WHAT THE EXERCISE ASKS:
Rewrite everything in the listing from the line "Target = dark soil" down to the end, replacing "woman's face" with "person's face" and keeping all else the same.

==== INFORMATION PROVIDED ====

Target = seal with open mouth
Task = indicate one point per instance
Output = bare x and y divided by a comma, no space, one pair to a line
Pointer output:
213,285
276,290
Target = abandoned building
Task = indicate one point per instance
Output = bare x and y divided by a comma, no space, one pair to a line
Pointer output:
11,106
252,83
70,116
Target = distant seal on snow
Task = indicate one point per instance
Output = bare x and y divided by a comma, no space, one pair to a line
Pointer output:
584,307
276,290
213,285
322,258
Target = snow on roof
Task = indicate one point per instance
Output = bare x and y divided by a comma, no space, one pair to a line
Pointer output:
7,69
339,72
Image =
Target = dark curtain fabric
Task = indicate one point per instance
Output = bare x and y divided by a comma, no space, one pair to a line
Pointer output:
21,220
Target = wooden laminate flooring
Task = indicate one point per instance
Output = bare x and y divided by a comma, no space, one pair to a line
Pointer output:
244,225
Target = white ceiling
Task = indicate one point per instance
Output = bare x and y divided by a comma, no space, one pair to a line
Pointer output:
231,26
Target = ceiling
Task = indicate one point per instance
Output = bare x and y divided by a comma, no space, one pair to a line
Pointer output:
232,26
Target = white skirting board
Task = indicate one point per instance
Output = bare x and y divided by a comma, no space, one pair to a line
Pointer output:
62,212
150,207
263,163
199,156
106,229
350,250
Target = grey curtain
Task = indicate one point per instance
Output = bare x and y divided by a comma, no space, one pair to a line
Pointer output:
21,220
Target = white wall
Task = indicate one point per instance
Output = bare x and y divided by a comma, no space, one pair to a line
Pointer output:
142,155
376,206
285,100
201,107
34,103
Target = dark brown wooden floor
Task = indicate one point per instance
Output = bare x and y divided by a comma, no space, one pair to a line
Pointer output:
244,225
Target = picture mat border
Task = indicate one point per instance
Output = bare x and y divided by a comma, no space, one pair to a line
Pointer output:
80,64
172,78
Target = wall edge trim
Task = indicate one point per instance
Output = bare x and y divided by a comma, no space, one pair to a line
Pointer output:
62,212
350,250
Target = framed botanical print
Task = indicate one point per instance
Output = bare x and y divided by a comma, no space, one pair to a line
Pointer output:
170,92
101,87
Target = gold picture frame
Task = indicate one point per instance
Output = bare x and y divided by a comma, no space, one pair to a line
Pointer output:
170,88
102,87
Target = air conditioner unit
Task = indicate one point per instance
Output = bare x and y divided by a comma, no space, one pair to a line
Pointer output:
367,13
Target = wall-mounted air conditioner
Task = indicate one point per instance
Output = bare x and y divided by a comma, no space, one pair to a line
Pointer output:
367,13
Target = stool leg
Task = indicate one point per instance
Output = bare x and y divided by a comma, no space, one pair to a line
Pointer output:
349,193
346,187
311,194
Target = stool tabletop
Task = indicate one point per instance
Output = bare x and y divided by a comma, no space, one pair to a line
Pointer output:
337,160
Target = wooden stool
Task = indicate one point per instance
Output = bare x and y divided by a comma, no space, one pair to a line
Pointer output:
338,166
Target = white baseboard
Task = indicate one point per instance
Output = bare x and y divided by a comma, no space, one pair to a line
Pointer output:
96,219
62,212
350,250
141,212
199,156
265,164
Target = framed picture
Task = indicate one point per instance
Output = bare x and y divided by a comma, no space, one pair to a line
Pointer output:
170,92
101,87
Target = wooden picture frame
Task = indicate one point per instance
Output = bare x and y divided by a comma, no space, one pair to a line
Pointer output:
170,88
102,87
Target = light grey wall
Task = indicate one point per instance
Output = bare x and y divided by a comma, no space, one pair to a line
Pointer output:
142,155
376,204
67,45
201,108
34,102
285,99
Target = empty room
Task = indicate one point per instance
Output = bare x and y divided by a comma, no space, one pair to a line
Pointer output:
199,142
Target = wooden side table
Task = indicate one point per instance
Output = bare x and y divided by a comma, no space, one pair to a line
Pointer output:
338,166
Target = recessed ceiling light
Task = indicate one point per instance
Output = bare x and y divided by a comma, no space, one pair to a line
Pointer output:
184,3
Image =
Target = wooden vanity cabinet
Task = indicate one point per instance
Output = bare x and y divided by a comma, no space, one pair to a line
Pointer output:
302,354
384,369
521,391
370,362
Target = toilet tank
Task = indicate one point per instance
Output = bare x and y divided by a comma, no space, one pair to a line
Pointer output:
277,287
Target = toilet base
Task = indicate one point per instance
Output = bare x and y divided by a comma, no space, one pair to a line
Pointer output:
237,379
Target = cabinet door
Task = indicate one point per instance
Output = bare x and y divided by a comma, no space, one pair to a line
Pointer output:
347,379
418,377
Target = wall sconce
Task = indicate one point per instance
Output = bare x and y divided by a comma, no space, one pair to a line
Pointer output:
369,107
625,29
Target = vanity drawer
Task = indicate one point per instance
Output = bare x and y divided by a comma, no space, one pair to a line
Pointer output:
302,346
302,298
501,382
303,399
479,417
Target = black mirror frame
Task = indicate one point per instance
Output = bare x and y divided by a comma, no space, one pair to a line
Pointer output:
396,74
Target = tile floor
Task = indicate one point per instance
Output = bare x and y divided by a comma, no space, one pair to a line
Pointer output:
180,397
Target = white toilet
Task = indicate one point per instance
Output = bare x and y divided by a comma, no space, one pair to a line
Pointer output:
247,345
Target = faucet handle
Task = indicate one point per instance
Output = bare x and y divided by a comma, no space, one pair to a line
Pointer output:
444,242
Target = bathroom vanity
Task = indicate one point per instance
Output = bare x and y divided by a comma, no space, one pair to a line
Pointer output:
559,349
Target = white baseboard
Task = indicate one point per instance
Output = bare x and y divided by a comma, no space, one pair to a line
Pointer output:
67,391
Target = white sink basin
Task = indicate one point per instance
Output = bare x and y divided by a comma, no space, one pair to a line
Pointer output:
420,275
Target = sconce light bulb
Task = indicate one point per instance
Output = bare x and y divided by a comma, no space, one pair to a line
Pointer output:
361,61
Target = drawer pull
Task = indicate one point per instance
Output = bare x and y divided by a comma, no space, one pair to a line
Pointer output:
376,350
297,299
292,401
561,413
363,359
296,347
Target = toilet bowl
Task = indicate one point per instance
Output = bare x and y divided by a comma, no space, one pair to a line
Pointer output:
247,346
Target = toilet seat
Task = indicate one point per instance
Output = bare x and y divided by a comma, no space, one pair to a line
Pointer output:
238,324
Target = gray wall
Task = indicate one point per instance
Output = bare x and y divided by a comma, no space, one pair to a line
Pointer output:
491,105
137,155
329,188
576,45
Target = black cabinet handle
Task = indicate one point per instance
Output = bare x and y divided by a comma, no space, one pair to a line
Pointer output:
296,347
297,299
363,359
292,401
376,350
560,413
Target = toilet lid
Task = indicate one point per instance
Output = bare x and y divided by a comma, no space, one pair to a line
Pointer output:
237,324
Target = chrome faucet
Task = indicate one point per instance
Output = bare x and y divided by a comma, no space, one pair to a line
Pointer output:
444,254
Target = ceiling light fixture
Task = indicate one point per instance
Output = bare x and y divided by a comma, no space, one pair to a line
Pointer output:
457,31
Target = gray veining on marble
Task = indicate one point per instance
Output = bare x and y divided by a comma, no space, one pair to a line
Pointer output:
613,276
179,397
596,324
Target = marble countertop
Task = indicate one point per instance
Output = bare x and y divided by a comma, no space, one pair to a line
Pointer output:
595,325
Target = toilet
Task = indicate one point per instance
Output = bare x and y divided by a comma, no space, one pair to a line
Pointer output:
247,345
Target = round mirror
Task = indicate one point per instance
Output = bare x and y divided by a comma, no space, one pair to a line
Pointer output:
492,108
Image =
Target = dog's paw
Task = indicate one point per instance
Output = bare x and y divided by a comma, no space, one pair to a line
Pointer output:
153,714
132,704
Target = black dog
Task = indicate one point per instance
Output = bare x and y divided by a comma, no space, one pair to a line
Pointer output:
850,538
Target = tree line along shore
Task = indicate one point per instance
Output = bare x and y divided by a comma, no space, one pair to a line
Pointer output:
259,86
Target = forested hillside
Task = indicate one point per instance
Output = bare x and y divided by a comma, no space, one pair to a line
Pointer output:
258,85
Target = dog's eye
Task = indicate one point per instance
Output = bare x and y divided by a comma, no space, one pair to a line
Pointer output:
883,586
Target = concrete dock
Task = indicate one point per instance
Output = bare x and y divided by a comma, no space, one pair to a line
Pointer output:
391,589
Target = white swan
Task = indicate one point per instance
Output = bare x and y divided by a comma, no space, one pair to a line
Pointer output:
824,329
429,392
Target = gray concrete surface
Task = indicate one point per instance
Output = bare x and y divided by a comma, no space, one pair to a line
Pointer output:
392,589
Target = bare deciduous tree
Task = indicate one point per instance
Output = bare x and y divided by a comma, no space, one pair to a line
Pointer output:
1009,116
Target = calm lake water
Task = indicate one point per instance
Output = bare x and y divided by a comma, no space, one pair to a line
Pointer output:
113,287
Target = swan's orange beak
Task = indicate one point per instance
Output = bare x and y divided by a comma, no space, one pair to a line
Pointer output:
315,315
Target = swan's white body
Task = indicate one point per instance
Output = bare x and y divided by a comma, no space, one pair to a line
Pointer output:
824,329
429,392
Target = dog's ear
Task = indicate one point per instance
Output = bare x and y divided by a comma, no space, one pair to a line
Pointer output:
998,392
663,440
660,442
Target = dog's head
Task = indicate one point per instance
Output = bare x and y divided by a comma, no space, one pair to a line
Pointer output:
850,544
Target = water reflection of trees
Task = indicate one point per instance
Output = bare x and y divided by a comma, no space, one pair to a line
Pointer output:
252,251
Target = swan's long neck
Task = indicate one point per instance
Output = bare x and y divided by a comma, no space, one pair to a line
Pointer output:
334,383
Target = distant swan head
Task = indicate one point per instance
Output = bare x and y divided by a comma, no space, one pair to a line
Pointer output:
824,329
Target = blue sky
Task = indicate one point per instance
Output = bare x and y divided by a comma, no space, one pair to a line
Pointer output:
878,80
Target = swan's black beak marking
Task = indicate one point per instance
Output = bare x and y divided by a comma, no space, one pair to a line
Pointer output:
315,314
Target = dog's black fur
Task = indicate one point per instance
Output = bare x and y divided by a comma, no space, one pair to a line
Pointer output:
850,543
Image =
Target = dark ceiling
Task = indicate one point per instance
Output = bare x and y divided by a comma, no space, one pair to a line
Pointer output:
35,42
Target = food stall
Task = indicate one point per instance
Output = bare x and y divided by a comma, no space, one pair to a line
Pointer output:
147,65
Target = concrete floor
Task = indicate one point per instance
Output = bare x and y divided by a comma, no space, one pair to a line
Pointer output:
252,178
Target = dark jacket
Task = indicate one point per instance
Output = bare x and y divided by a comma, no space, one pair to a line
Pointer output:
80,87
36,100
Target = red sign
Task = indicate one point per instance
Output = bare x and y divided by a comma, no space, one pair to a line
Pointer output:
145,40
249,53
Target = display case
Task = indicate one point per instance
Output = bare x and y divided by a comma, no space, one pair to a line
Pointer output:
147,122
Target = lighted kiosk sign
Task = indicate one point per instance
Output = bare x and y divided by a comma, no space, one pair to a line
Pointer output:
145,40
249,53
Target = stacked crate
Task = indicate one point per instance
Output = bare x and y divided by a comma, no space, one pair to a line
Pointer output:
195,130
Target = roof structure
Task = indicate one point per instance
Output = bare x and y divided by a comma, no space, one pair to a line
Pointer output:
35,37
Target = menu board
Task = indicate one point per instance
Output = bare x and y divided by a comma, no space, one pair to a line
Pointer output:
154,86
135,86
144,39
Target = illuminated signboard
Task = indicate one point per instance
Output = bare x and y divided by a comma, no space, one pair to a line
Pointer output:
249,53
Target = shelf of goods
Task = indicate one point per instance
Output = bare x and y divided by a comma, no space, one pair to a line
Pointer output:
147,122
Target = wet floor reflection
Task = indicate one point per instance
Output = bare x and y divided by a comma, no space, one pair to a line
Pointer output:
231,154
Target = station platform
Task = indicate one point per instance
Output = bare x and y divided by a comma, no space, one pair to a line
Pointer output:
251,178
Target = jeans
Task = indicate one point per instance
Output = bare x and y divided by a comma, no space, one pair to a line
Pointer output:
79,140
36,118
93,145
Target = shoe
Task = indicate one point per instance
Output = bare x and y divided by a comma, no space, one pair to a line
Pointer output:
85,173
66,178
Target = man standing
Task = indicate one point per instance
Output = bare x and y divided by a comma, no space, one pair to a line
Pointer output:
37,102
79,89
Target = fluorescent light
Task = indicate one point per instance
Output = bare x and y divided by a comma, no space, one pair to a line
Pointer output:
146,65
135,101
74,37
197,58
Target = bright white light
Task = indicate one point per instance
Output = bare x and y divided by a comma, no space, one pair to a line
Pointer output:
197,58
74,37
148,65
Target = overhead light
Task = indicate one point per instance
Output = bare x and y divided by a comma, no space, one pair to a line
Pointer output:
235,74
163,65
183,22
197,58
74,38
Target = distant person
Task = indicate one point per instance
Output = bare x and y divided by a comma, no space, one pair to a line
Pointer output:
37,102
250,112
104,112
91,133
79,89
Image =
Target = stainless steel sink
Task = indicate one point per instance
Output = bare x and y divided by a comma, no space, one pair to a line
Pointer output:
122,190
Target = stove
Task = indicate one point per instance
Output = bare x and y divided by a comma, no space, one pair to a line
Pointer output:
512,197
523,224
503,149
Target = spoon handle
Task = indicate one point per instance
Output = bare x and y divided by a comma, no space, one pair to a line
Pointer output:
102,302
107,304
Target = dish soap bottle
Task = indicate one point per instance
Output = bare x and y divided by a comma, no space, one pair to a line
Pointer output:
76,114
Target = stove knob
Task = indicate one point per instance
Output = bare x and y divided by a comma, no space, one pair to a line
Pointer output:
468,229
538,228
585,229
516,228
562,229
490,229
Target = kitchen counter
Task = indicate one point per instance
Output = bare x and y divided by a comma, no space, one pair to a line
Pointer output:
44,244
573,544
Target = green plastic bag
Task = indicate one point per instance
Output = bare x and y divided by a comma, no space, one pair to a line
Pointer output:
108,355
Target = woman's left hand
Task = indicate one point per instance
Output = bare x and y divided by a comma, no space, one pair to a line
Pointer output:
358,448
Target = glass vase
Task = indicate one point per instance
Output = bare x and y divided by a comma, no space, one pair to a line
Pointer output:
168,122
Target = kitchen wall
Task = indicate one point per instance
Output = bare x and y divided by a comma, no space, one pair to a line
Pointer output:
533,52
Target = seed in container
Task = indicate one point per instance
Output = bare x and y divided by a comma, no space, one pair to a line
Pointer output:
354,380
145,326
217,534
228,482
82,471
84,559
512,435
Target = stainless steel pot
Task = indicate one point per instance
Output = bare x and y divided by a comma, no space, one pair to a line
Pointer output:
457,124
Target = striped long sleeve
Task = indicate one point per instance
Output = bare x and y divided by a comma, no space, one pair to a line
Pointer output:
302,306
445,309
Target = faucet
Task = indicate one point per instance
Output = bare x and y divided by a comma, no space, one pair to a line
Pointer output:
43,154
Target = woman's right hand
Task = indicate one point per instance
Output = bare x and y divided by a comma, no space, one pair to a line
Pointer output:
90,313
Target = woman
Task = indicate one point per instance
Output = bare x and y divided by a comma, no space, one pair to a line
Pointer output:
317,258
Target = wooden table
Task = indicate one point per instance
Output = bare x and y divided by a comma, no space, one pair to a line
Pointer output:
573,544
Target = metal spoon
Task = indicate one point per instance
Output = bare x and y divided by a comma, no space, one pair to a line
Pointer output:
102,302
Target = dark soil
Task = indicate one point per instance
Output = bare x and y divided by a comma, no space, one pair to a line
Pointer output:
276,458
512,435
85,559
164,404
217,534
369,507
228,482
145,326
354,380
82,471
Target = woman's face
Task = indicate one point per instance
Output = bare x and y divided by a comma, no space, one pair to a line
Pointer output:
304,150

====

WRITTEN RESPONSE:
Target = dark soil
Task = indicate one point per instance
Output = bare x and y divided by a comma, no space, one pair to a line
Pointer output:
276,458
512,435
85,559
164,404
217,534
369,507
228,482
145,326
354,380
82,471
Target = person's face
Task = indicate one point per instance
Output = bare x and y divided by a comma, no space, one pair to a line
Pointer output:
304,150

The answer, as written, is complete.